◆ CONSIGNE 1
Citez le passage du texte sur Monsanto qui s'ouvre sur les mots contenant « Le film démonte » et se termine par « d’une clarté lumineuse. ».
◆ CONSIGNE 2
Répondez aux questions suivantes d'après le texte sur Monsanto :
(a) Quel nom porte les sojas génétiquement modifiés dont il est question ?
(b) Quelle somme la firme aurait-elle proposée à chacun des trois cadres de la federal drugs administration ?
(c) Dans quels territoires l'hormone de croissance est-elle interdite ?
◆ CONSIGNE 3
Poursuivez le texte sur Monsanto au-delà de sa dernière phrase.

◆ EXTRAIT DU TEXTE
· · · ·

Dès le premier incident ou accident, l’entreprise a pris l’habitude de mentir de façon éhontée sur les conséquences de ses pratiques. Parfois condamnée comme on vient de le voir plus haut, elle a été amenée à développer une redoutable stratégie de lobbying actif pour changer son image et se présenter comme une entreprise éco-citoyenne, soucieuse de développement durable et de sécurité alimentaire.

Le roundup est également montré du doigt car il intervient dans le dispositif visant à promouvoir, depuis maintenant vingt ans aux Etats-Unis les sojas génétiquement modifiés, appelés roundup ready. Le produit qui est présenté comme inoffensif sur les emballages destinés aux particuliers est semble-t-il toxique à moyen terme. En fait, lors de sa diffusion trois cadres de la federal drugs administration semblent avoir été approchés par la firme qui leur a proposé deux millions de dollars à chacun pour que leurs conclusions soient favorables à Monsanto.

Le film démonte les différents moyens que la firme utilise pour s’imposer y compris dans les grands pays développés. Si l’on a la curiosité de voir ce qui se passe sur le site de Monsanto France par exemple, on s’aperçoit que la firme s’affiche comme le défenseur de la liberté de choix des agriculteurs et dénonce avec vigueur les positions prises à la suite du grenelle de l’environnement même si elles n’ont pas été d’une clarté lumineuse.
L’affaire de l’hormone de croissance, heureusement interdite en Europe et au Canada a montré aussi quelles étaient les méthodes de l’entreprise. De très nombreux allers-retours entre Monsanto et les administrations fédérales permettaient de disposer de soutiens parfois décisifs.

· · · ·

Entrées du jeu de données:

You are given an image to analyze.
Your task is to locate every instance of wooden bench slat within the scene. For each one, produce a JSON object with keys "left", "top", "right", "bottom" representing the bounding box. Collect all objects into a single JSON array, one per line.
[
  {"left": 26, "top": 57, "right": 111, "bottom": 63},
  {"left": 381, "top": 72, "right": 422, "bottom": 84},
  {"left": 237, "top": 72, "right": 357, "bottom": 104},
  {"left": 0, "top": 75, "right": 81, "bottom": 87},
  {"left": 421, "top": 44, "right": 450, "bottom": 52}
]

· · · ·

◆ RÉPONSE 1
Le film démonte les différents moyens que la firme utilise pour s’imposer y compris dans les grands pays développés. Si l’on a la curiosité de voir ce qui se passe sur le site de Monsanto France par exemple, on s’aperçoit que la firme s’affiche comme le défenseur de la liberté de choix des agriculteurs et dénonce avec vigueur les positions prises à la suite du grenelle de l’environnement même si elles n’ont pas été d’une clarté lumineuse.

◆ RÉPONSE 2
(a) Roundup ready.
(b) Deux millions de dollars.
(c) En Europe et au Canada.

◆ RÉPONSE 3
Pour le professeur d’histoire géographie, ce DVD dans sa seconde partie montre avec beaucoup de clarté les conséquences sur les sociétés paysannes de l’introduction des semences OGM dans les pays en développement. Monsanto a racheté les semenciers indiens pour imposer sa semence de coton BT, évidemment brevetée et vendue quatre fois plus cher que la conventionnelle. Elle se révèle moins résistante que prévu aux maladies et serait à l’origine de mauvaises récoltes conduisant à des suicides pour causes d’endettement.
Au Mexique, le foyer originel du maïs, même les espèces indigènes sont contaminées par la dissémination transgénique et cela a eu bien entendu des conséquences sur le développement local. Peu à eu, d’après la journaliste et les témoignages qu’elle filme, les sociétés paysannes s’organisent et cherchent à résister à cette guerre biologique menée à partir de la dissémination transgénique.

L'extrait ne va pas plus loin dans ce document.